►
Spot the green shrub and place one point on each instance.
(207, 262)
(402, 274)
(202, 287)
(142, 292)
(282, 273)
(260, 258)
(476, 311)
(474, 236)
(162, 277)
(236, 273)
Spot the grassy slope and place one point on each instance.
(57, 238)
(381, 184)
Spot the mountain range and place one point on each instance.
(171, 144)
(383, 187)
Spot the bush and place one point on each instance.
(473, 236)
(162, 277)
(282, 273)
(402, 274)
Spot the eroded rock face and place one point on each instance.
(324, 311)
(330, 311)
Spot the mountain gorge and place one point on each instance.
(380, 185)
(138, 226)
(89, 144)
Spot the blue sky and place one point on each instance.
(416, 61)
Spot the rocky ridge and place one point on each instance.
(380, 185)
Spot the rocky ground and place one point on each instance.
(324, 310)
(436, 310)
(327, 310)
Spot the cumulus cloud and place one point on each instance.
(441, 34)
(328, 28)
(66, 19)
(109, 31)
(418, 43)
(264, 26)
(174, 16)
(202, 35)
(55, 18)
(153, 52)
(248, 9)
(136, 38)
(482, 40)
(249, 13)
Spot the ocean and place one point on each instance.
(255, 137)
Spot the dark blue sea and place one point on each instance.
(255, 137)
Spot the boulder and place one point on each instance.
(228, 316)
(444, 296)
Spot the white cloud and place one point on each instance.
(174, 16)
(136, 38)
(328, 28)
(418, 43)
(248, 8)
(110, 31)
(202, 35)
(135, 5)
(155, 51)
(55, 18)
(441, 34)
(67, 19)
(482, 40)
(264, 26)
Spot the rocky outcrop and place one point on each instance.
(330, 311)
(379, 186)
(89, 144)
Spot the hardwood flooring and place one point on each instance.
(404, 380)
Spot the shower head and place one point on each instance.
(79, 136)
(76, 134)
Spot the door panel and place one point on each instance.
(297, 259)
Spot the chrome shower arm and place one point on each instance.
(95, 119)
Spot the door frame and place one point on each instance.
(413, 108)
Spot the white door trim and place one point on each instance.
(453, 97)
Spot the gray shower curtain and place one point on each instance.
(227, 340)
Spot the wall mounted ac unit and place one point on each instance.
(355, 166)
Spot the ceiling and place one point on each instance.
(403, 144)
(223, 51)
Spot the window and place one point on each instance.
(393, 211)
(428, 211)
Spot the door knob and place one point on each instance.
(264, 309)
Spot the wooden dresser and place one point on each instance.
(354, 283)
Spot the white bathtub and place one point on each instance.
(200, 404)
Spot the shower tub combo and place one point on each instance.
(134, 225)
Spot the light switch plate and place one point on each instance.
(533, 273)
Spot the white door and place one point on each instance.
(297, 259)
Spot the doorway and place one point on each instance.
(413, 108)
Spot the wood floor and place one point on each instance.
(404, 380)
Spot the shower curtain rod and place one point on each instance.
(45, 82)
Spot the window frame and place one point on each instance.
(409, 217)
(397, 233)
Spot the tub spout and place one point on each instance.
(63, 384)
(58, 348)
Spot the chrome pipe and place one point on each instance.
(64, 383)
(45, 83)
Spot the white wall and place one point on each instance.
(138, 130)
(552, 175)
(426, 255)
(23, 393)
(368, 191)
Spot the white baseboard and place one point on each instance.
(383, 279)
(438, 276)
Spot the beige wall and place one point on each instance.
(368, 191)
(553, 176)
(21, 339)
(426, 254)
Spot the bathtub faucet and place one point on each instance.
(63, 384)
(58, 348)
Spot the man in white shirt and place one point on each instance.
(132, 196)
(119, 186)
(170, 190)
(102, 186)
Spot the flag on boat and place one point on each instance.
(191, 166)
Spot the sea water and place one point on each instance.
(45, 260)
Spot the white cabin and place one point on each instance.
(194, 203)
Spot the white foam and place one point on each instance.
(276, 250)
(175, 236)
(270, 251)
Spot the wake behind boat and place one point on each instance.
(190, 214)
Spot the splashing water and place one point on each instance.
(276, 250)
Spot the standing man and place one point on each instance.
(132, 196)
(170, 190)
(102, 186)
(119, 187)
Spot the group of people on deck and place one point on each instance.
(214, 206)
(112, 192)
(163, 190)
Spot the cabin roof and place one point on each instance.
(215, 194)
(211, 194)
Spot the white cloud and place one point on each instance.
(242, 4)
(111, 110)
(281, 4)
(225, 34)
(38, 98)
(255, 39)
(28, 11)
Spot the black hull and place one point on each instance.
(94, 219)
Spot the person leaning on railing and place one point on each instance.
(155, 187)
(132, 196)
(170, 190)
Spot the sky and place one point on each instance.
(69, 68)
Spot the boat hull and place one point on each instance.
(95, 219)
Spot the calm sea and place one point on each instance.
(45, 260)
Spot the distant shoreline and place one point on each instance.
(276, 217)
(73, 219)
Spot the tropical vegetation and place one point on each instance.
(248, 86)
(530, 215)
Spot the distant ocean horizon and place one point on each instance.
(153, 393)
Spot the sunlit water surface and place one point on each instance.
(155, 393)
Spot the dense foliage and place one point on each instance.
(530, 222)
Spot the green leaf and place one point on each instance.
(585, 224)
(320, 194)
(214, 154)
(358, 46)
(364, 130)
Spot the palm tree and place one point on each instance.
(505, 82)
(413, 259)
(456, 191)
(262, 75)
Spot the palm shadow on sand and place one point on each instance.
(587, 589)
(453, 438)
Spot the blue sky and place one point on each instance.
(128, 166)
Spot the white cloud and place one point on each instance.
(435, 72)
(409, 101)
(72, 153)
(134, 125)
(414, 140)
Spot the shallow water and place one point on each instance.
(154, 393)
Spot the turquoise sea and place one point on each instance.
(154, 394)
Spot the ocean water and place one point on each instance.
◄
▶ **Task details**:
Reproduce every line of the material above word for word, in the same order.

▶ **Result of this exercise**:
Spot the green shrub and place one point on each instance.
(207, 262)
(402, 274)
(202, 287)
(142, 292)
(282, 273)
(260, 258)
(476, 311)
(474, 236)
(162, 277)
(236, 273)
Spot the grassy slope and place one point on each instance.
(57, 238)
(381, 184)
Spot the mountain range and place one point on each instance.
(171, 144)
(383, 187)
Spot the bush and place one point on each instance.
(473, 236)
(162, 277)
(282, 273)
(402, 274)
Spot the eroded rock face and place one point on each instance.
(324, 311)
(330, 311)
Spot the mountain gorge and place one point on each instance.
(380, 185)
(138, 226)
(89, 144)
Spot the blue sky and place one point on each instance.
(416, 61)
Spot the rocky ridge and place one point on each instance.
(380, 185)
Spot the rocky ground and place one point on each instance.
(324, 310)
(436, 310)
(327, 310)
Spot the cumulus cloud and place one point on each instance.
(441, 34)
(328, 28)
(66, 19)
(109, 31)
(418, 43)
(264, 26)
(174, 16)
(202, 35)
(55, 18)
(153, 52)
(248, 9)
(136, 38)
(482, 40)
(249, 13)
Spot the ocean and place one point on each instance.
(255, 137)
Spot the dark blue sea and place one point on each instance.
(255, 137)
Spot the boulder and place one point on each instance.
(228, 316)
(444, 296)
Spot the white cloud and place one point on each instance.
(174, 16)
(136, 38)
(328, 28)
(418, 43)
(248, 8)
(110, 31)
(202, 35)
(135, 5)
(155, 51)
(55, 18)
(441, 34)
(67, 19)
(482, 40)
(264, 26)
Spot the rocky outcrop and place one point on each instance.
(330, 311)
(379, 186)
(89, 144)
Spot the hardwood flooring and place one point on each instance.
(404, 380)
Spot the shower head and place one point on each instance.
(79, 136)
(76, 134)
Spot the door panel and place one point on each instance.
(297, 259)
Spot the chrome shower arm and place one point on each instance.
(95, 119)
Spot the door frame and place one point on each instance.
(413, 108)
Spot the white door trim and place one point on each instance.
(453, 97)
Spot the gray shower curtain and place one point on each instance.
(227, 340)
Spot the wall mounted ac unit and place one point on each instance.
(355, 166)
Spot the ceiling and place one point on each instance.
(403, 144)
(223, 51)
Spot the window and place one point on each instance.
(393, 211)
(428, 211)
Spot the door knob and place one point on each instance.
(264, 309)
Spot the wooden dresser and place one point on each instance.
(354, 283)
Spot the white bathtub and place one point on each instance.
(200, 404)
Spot the shower tub combo and place one point on each instance.
(134, 225)
Spot the light switch plate and place one point on each instance.
(533, 273)
Spot the white door and place one point on each instance.
(297, 259)
Spot the doorway and place one point on each instance.
(413, 108)
Spot the wood floor and place one point on each instance.
(404, 380)
Spot the shower curtain rod and place one point on each instance.
(45, 82)
Spot the window frame and place one point on each instance.
(409, 217)
(397, 233)
Spot the tub spout and place one point on each instance.
(63, 384)
(58, 348)
Spot the chrome pipe and place one point on each instance.
(64, 383)
(45, 83)
Spot the white wall and place one point on each instance.
(138, 130)
(552, 175)
(426, 255)
(23, 393)
(368, 191)
Spot the white baseboard and place one point on each instance.
(383, 279)
(438, 276)
Spot the beige wall and place one point on each instance.
(368, 191)
(553, 176)
(21, 339)
(426, 254)
Spot the bathtub faucet and place one point on each instance.
(63, 384)
(58, 348)
Spot the man in white shirt and place one point on each instance.
(132, 196)
(119, 186)
(170, 190)
(102, 186)
Spot the flag on boat and place one point on each instance.
(191, 166)
Spot the sea water and place one point on each instance.
(45, 260)
Spot the white cabin and place one point on each instance.
(194, 203)
Spot the white foam and place one point on each instance.
(276, 250)
(175, 236)
(270, 251)
Spot the wake behind boat and place one point on each instance.
(190, 214)
Spot the splashing water and place one point on each instance.
(276, 250)
Spot the standing man and place one point on each instance.
(132, 196)
(170, 190)
(102, 186)
(119, 187)
Spot the group of people on deck and place one point on each instance.
(214, 206)
(112, 192)
(163, 190)
Spot the cabin roof and place one point on each instance.
(215, 194)
(211, 194)
Spot the white cloud and place one point on each instance.
(242, 4)
(111, 110)
(281, 4)
(225, 34)
(38, 98)
(255, 39)
(28, 11)
Spot the black hull and place one point on each instance.
(94, 219)
Spot the person leaning on railing and place one point on each instance.
(155, 187)
(132, 196)
(170, 190)
Spot the sky and place one point on each instance.
(69, 68)
Spot the boat hull and place one point on each instance.
(95, 219)
Spot the calm sea and place one point on each instance.
(45, 260)
Spot the distant shoreline and place one point on each instance.
(276, 217)
(73, 219)
Spot the tropical vegetation and place one point on each instance.
(248, 86)
(530, 215)
Spot the distant ocean horizon and place one point on each instance.
(153, 393)
Spot the sunlit water surface and place one point on each instance.
(155, 393)
Spot the dense foliage and place one point on each instance.
(530, 222)
Spot the green leaf and place one point on each instance.
(585, 224)
(320, 194)
(214, 154)
(358, 46)
(364, 130)
Spot the palm tree and place one point on each instance.
(505, 82)
(413, 259)
(456, 191)
(262, 75)
Spot the palm shadow on sand and place one point on each instance.
(587, 589)
(453, 438)
Spot the blue sky and place one point on each instance.
(128, 166)
Spot the white cloud and place one point on each instance.
(435, 72)
(409, 101)
(72, 153)
(134, 125)
(414, 140)
Spot the shallow water and place one point on each instance.
(154, 393)
Spot the turquoise sea and place one point on each instance.
(154, 394)
Spot the ocean water and place one point on each instance.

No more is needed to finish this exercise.